_TASK PROMPT_: Print, word for word, the part of the storage fabric text below that lies between "We have several" and "to connect to.", inclusive.

_PASSAGE GIVEN_:
— Begin —

Core Storage Fabric
From Syscore
Contents |
About our SAN
OIT's Syscore group began to deploy its first fibre channel SAN in the spring of 2005 in order to replace aging (and failing) direct-attached SCSI JBODs which were employed to store AFS volume data. The goal of the SAN was to make it modular and redundant, taking advantage of the FC protocol's own routing and fail-over mechanisms. It also let us take advantage of our two data centers which are housed in separate buildings on campus (Engineering (ENG) and Public Policy (PUP)) and extend the SAN between both by running fiber optics in the utility tunnels which connect the two buildings.
We have several policies regarding the build-out and use of our SAN to ensure that its original design goals are retained:
- Switches, where feasible, are placed in a "stacked" pair which offers two local chassis for hosts physically near the stack to connect to.
- All devices, where feasible, have at least 2 connections to the SAN, each connection to a separate switch, with the hosts' OS providing multipath capabilities. This ensures continued connectivity to the SAN in the event of a single switch failure.
- When a new disk array is required, two are purchased. One array is installed in the ENG data center and the other in the PUP data center. These two arrays are then configured similarly in terms of volumes and LUNs. Hosts utilizing those LUNs use their OS's software mirroring capabilties to mirror between the two LUNs (and therefore, the arrays) thus providing realtime mirroring between our two physically distant data centers.
Please refer to Fig. 1 to see a map of our SAN as it currently is.

— End —

_DATA_:

— Begin —

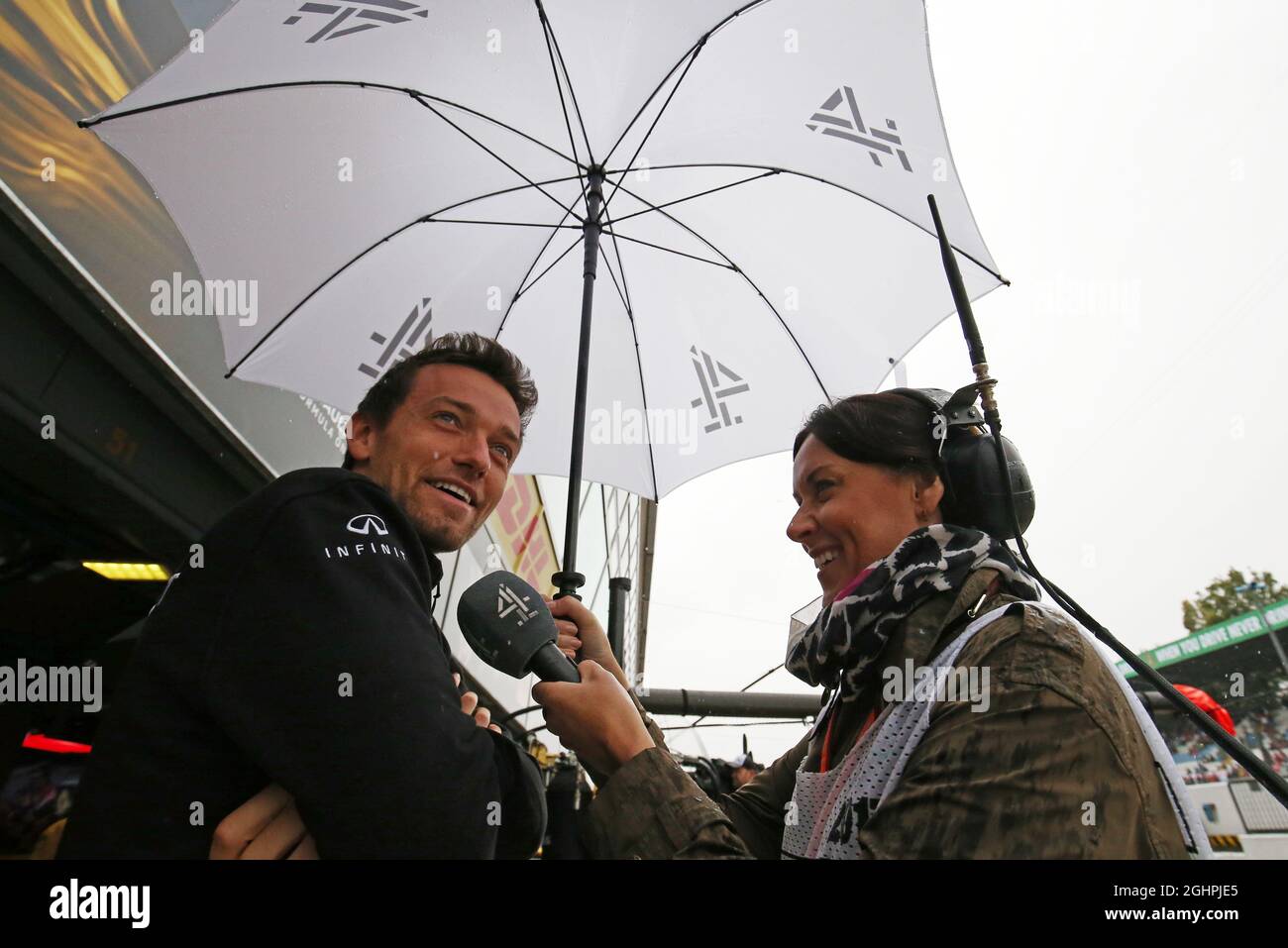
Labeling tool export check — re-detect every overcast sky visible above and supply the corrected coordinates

— End —
— Begin —

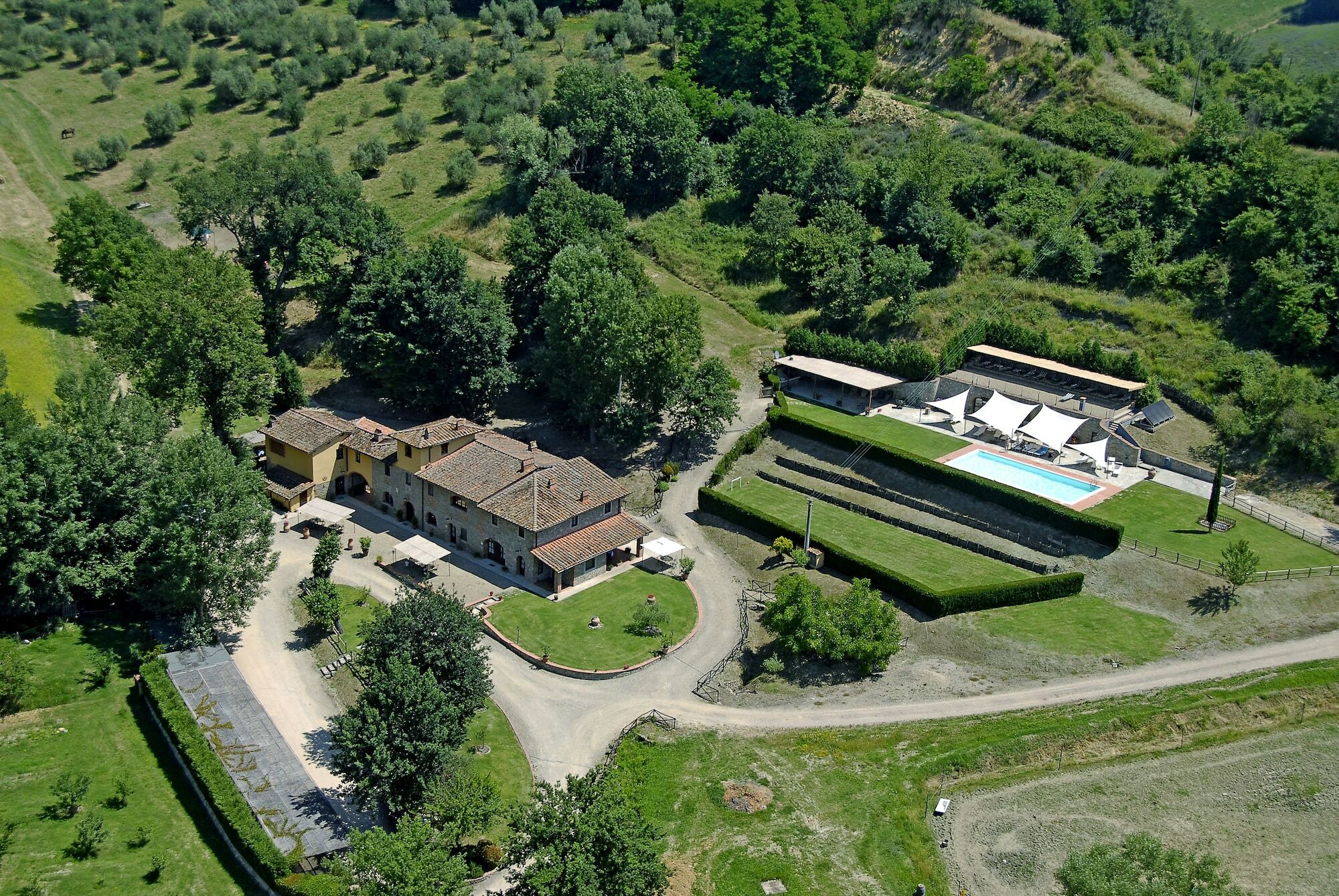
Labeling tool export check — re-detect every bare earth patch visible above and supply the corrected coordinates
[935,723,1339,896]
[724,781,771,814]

— End —

_RIGHT ANSWER_:
We have several policies regarding the build-out and use of our SAN to ensure that its original design goals are retained:
- Switches, where feasible, are placed in a "stacked" pair which offers two local chassis for hosts physically near the stack to connect to.